start

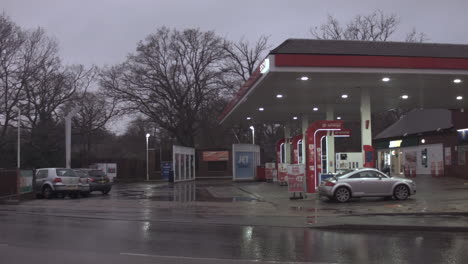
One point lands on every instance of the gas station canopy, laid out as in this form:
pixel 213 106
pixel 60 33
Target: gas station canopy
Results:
pixel 303 76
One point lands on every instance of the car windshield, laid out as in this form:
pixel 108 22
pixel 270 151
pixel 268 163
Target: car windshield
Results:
pixel 96 173
pixel 81 173
pixel 342 173
pixel 66 173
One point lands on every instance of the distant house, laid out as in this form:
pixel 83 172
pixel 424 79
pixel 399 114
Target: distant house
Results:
pixel 430 142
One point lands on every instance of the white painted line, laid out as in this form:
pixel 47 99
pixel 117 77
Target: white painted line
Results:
pixel 219 260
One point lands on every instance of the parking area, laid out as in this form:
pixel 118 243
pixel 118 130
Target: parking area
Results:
pixel 252 199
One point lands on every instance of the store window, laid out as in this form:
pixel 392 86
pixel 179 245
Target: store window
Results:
pixel 217 165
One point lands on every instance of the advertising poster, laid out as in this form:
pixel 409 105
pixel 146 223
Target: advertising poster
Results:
pixel 410 163
pixel 244 165
pixel 296 177
pixel 25 181
pixel 448 156
pixel 215 155
pixel 269 167
pixel 283 173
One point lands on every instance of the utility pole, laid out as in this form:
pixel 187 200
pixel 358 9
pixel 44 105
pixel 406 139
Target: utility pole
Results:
pixel 68 118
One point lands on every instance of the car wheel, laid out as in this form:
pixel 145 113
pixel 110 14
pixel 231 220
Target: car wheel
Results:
pixel 342 194
pixel 401 192
pixel 47 192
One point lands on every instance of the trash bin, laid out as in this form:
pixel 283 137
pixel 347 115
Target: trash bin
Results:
pixel 261 173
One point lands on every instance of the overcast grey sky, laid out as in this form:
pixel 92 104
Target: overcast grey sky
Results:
pixel 104 31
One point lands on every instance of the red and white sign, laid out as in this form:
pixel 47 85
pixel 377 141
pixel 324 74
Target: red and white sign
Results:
pixel 215 155
pixel 282 173
pixel 269 168
pixel 296 178
pixel 342 133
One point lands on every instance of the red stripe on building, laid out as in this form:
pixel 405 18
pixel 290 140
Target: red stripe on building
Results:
pixel 303 60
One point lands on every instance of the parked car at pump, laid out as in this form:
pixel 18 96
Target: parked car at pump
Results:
pixel 94 180
pixel 366 183
pixel 51 181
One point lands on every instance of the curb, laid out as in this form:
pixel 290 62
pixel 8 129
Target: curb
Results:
pixel 354 227
pixel 9 202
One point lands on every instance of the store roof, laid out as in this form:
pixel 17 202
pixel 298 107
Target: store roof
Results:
pixel 306 76
pixel 419 121
pixel 371 48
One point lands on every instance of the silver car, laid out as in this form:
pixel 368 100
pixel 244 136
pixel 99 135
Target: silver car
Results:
pixel 365 183
pixel 50 181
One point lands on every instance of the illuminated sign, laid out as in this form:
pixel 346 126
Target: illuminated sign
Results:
pixel 342 133
pixel 215 155
pixel 395 144
pixel 265 66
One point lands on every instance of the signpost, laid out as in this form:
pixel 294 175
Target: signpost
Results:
pixel 296 179
pixel 269 168
pixel 283 174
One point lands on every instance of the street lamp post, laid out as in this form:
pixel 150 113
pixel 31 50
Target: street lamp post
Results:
pixel 147 164
pixel 253 134
pixel 18 159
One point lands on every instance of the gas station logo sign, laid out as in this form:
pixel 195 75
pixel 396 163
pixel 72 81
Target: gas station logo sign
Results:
pixel 395 143
pixel 332 124
pixel 265 66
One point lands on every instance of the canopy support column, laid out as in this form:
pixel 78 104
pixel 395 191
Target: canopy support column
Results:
pixel 305 125
pixel 330 168
pixel 287 144
pixel 366 125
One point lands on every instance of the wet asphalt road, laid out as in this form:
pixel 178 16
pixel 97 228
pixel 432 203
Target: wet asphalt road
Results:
pixel 46 239
pixel 35 236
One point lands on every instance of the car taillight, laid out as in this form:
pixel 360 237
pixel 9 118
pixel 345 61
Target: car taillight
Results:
pixel 329 184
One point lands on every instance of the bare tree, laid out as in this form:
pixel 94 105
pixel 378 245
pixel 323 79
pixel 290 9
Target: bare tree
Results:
pixel 242 59
pixel 13 64
pixel 376 26
pixel 95 113
pixel 171 77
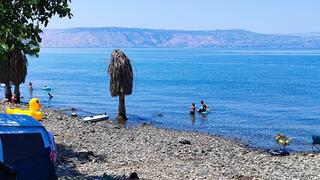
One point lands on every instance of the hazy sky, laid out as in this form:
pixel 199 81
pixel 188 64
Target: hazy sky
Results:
pixel 264 16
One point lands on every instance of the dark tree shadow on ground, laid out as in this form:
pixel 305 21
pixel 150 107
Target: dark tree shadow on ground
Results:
pixel 68 159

end

Copy out every line of the items above word for word, leaving out the picture markers.

One point lands on every instance of the gas station canopy, laid out as in this form:
pixel 213 106
pixel 60 33
Target: gas station canopy
Results:
pixel 303 76
One point lands on every instance of the car windshield, laid out as in this form:
pixel 108 22
pixel 270 151
pixel 268 163
Target: car windshield
Results:
pixel 96 173
pixel 81 173
pixel 342 173
pixel 66 173
One point lands on every instance of the distant house, laid out as in this form:
pixel 83 172
pixel 424 79
pixel 399 114
Target: distant house
Results:
pixel 430 142
One point lands on every instance of the white painted line, laid out as in this form:
pixel 47 99
pixel 117 77
Target: white painted line
Results:
pixel 219 260
One point lands on every instance of the parking area, laid out as in this form:
pixel 118 243
pixel 118 130
Target: parking area
Results:
pixel 252 199
One point lands on every instance of the store window, laid out as in this form:
pixel 392 86
pixel 179 245
Target: store window
Results:
pixel 217 165
One point lands on every instance of the advertising poster, laid out as in this form:
pixel 409 105
pixel 146 223
Target: advertising poster
Results:
pixel 410 163
pixel 244 165
pixel 296 177
pixel 25 181
pixel 448 156
pixel 215 155
pixel 269 167
pixel 283 173
One point lands on every instance of the utility pole, laid out as in this form:
pixel 187 200
pixel 358 9
pixel 44 105
pixel 406 139
Target: utility pole
Results:
pixel 68 118
One point lands on every instance of the car wheel, laid out as in this form:
pixel 145 113
pixel 110 14
pixel 231 220
Target: car wheel
Results:
pixel 342 194
pixel 401 192
pixel 47 192
One point lands on every instance of the trash bin, laid out as in this form:
pixel 283 137
pixel 347 115
Target: trash bin
Results:
pixel 261 173
One point lands on every instance of the overcast grey sky, laid out as in this form:
pixel 92 104
Target: overcast grey sky
Results:
pixel 104 31
One point lands on every instance of the red and white sign, laid out as in this form:
pixel 47 85
pixel 377 141
pixel 324 74
Target: red and white sign
Results:
pixel 215 155
pixel 282 173
pixel 269 168
pixel 296 178
pixel 342 133
One point lands on every instance of the red stripe on building, laid out as in this form:
pixel 405 18
pixel 290 140
Target: red stripe on building
Results:
pixel 303 60
One point lands on every instance of the parked car at pump, laid out as in this form:
pixel 18 96
Target: parked car at pump
Results:
pixel 94 180
pixel 366 183
pixel 51 181
One point lands on every instance of the curb, laid out as in this form:
pixel 290 62
pixel 8 129
Target: curb
Results:
pixel 354 227
pixel 9 202
One point lands on every instance of the store roof, laid out as in this form:
pixel 17 202
pixel 298 107
Target: store roof
Results:
pixel 306 76
pixel 419 121
pixel 371 48
One point lands on every instance of the silver car, laid out as in this form:
pixel 368 100
pixel 244 136
pixel 99 135
Target: silver car
Results:
pixel 365 183
pixel 50 181
One point lands on every instance of the illuminated sign, laid out as in this form:
pixel 346 126
Target: illuminated sign
Results:
pixel 342 133
pixel 215 155
pixel 395 144
pixel 265 66
One point lands on every instance of the signpost, laid out as in this form:
pixel 294 175
Target: signpost
Results:
pixel 296 179
pixel 269 168
pixel 283 174
One point lands on every instance of the street lamp post, laid out as in this form:
pixel 150 113
pixel 31 50
Target: street lamp post
Results:
pixel 147 164
pixel 253 134
pixel 18 159
One point lands on every instance of the gas station logo sign, laid out as in this form:
pixel 195 75
pixel 396 163
pixel 72 81
Target: gas station logo sign
Results:
pixel 395 143
pixel 332 124
pixel 265 66
One point lands on every instance of the canopy support column, laid out as in this form:
pixel 78 104
pixel 395 191
Target: canopy support column
Results:
pixel 305 125
pixel 330 168
pixel 287 144
pixel 366 125
One point lands on every instance of the wet asphalt road, laid out as in this form:
pixel 178 16
pixel 97 228
pixel 432 203
Target: wet asphalt road
Results:
pixel 46 239
pixel 35 236
One point lands on every instance of the car taillight, laid out as in this form:
pixel 360 237
pixel 9 118
pixel 345 61
Target: car taillight
Results:
pixel 329 184
One point lands on every instance of the bare tree, laid out as in this form:
pixel 94 105
pixel 378 245
pixel 323 79
pixel 290 9
Target: bare tree
Results:
pixel 242 59
pixel 13 64
pixel 376 26
pixel 95 113
pixel 171 77
One point lands on every instance of the hazy sky, laid out as in this form:
pixel 199 81
pixel 188 64
Target: hazy sky
Results:
pixel 264 16
One point lands on every instance of the dark tree shadow on ground, laid out as in this form:
pixel 305 21
pixel 150 107
Target: dark tree shadow on ground
Results:
pixel 68 159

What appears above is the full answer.